Directive ▸ Return the records exactly as they are.

"""

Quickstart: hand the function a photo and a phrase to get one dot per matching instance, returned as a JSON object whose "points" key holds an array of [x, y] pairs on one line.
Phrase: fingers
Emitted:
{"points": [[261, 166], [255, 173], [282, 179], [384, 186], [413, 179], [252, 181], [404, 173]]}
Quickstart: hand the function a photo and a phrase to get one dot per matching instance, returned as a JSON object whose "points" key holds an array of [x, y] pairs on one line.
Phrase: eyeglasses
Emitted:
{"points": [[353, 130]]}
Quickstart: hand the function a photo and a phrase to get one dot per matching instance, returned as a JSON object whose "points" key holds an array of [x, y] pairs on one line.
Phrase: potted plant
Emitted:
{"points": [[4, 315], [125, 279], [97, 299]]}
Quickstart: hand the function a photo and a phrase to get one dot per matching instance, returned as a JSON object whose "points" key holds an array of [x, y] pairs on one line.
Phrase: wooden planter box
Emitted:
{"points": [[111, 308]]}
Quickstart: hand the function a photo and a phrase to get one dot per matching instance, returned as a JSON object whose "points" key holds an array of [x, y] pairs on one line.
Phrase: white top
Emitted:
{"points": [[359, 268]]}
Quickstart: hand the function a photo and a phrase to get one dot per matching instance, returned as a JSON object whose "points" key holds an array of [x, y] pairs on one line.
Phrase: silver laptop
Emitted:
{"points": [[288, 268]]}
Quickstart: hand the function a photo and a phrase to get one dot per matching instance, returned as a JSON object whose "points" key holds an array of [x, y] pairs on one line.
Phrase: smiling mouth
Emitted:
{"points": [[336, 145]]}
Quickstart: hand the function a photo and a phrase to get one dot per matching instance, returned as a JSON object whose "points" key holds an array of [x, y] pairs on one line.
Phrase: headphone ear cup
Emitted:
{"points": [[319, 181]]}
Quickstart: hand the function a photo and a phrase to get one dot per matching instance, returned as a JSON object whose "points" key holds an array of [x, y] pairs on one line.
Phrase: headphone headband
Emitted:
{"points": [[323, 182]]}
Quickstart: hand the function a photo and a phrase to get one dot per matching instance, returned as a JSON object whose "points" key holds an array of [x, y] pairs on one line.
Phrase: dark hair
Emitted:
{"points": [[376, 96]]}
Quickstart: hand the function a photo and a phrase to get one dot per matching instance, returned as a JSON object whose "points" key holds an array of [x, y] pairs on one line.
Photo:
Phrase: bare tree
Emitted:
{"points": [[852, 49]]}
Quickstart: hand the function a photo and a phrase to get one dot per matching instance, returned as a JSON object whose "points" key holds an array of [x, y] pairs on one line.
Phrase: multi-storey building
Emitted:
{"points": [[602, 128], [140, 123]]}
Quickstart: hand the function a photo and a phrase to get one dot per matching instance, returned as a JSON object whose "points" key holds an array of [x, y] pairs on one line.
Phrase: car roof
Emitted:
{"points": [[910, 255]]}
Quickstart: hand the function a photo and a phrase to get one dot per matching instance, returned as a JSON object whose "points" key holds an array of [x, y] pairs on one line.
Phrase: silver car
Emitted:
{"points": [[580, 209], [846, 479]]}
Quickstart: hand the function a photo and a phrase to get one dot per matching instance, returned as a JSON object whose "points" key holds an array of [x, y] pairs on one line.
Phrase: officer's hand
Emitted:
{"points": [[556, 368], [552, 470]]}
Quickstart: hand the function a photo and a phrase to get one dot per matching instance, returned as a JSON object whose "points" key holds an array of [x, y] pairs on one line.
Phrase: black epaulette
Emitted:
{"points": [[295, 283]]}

"""

Correct result ▸
Quickstart: hand the function a photo and a phrase to get one dot per matching instance, returned as a JSON object whose "points" key holds an array of [x, y] pairs on one line.
Phrase: fingers
Emitted:
{"points": [[261, 166], [255, 173], [282, 179], [384, 186], [413, 179], [252, 181], [404, 173]]}
Quickstart: hand the function a photo and a phrase to get one dot per matching instance, returned as a JSON object whose "points" key holds an array of [x, y] pairs on one line.
Phrase: eyeglasses
Emitted:
{"points": [[353, 130]]}
Quickstart: hand the function a photo and a phrase to get one dot per matching instance, returned as a JSON object whose "points" key holds an array of [x, y] pairs on one line.
Phrase: potted plant
Emitted:
{"points": [[4, 315], [125, 279], [97, 299]]}
Quickstart: hand the function a photo and a phrase to get one dot per matching instance, returned as a JSON object whose "points" key holds an array of [x, y] pairs on one line.
Phrase: wooden planter box
Emitted:
{"points": [[111, 308]]}
Quickstart: hand the function a photo and a phrase to get one dot per matching instance, returned as a JSON object whose "points" key holds an array of [x, y] pairs on one line.
Phrase: white top
Emitted:
{"points": [[359, 268]]}
Quickstart: hand the function a photo and a phrase to get one dot per matching instance, returned as a JSON object whose "points" key holds an array of [x, y] pairs on one line.
Phrase: silver laptop
Emitted:
{"points": [[288, 268]]}
Quickstart: hand the function a photo and a phrase to get one dot per matching instance, returned as a JSON object whose "points" key holds an array of [x, y] pairs on one line.
Phrase: smiling mouth
Emitted:
{"points": [[336, 145]]}
Quickstart: hand the function a photo and a phrase to get one dot per matching instance, returned as a JSON object whose "points" key holds an array of [x, y] pairs on one line.
Phrase: headphone ear cup
Emitted:
{"points": [[319, 181]]}
Quickstart: hand the function a photo and a phrase to get one dot per matching instance, returned as a JSON object whose "points" key holds an array of [x, y] pairs on one line.
Phrase: headphone headband
Emitted:
{"points": [[323, 182]]}
Quickstart: hand the function a photo and a phrase to get one dot per matching instance, returned as a JSON object whose "points" key holds an array of [x, y] pairs on one line.
Phrase: dark hair
Emitted:
{"points": [[376, 96]]}
Quickstart: hand the function a photo and a phrase to get one dot per matching instance, returned as a JSON object whose "points" key holds an array of [x, y] pairs on one line.
Photo:
Phrase: bare tree
Emitted:
{"points": [[852, 49]]}
Quickstart: hand the function a photo and a phrase to get one dot per matching instance, returned as a JSON object whose "points" key holds an array of [x, y] pairs on one line.
Phrase: multi-storey building
Emitted:
{"points": [[602, 128], [140, 123]]}
Quickstart: hand the function a photo and a phrase to get one dot per matching instance, returned as a JSON object whose "points" key holds an array of [x, y] pairs on one line.
Phrase: car roof
Emitted:
{"points": [[910, 255]]}
Quickstart: hand the function a photo and a phrase to get one dot per matching instance, returned as a JSON object whose "points" key holds an array of [x, y] pairs on one line.
Phrase: silver car
Emitted:
{"points": [[580, 209], [846, 479]]}
Quickstart: hand the function a photo and a phrase to get one dot per matching instance, returned as a JSON object whose "points" key holds an array of [x, y] pairs on one line.
Phrase: officer's hand
Emitted:
{"points": [[556, 368], [552, 470]]}
Quickstart: hand the function a photo and a phrase to get one dot per matching instance, returned as a JSON object whose "points" key holds an array of [x, y] pairs on one line.
Phrase: black epaulette
Emitted:
{"points": [[295, 283]]}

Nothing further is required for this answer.